DIRECTION: Filter the material below down to every line that contains the string "metal". Matches are case-sensitive.

SUPPLIED RECORDS:
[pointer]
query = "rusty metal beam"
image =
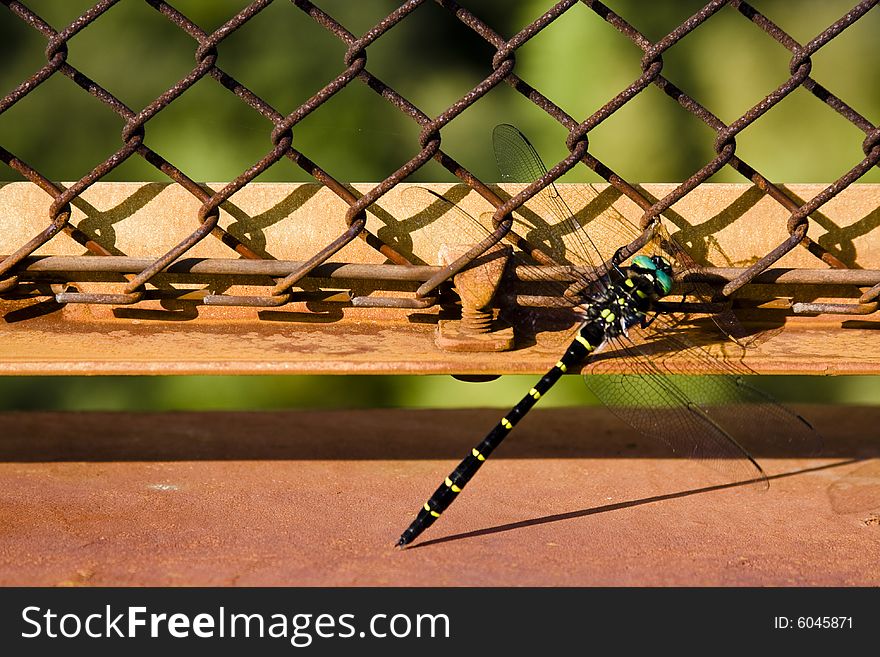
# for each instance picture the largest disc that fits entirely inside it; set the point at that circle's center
(319, 331)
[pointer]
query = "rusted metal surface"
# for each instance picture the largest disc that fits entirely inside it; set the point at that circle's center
(317, 498)
(322, 328)
(352, 215)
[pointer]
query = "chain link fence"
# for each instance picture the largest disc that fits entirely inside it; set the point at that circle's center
(18, 267)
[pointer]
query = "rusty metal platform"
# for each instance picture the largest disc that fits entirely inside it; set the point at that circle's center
(734, 223)
(317, 498)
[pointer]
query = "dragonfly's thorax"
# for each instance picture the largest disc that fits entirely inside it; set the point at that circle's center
(622, 303)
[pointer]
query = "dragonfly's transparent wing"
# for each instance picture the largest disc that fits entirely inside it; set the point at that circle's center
(450, 226)
(657, 406)
(599, 232)
(519, 162)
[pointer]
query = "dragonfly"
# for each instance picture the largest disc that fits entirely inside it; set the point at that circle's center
(621, 318)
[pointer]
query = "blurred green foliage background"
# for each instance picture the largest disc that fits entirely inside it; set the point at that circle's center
(579, 62)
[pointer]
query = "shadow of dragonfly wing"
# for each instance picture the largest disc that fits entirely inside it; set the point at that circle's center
(664, 371)
(453, 228)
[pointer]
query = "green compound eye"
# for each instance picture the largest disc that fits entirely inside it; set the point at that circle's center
(644, 262)
(665, 281)
(650, 265)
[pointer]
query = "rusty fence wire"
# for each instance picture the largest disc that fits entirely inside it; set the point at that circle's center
(353, 70)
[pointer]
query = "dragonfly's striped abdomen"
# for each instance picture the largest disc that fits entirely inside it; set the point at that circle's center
(606, 314)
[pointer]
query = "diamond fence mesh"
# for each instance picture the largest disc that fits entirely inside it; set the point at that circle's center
(353, 69)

RESULT:
query = "rusty metal beam"
query = "rusted metal surface"
query = "rusty metal platform"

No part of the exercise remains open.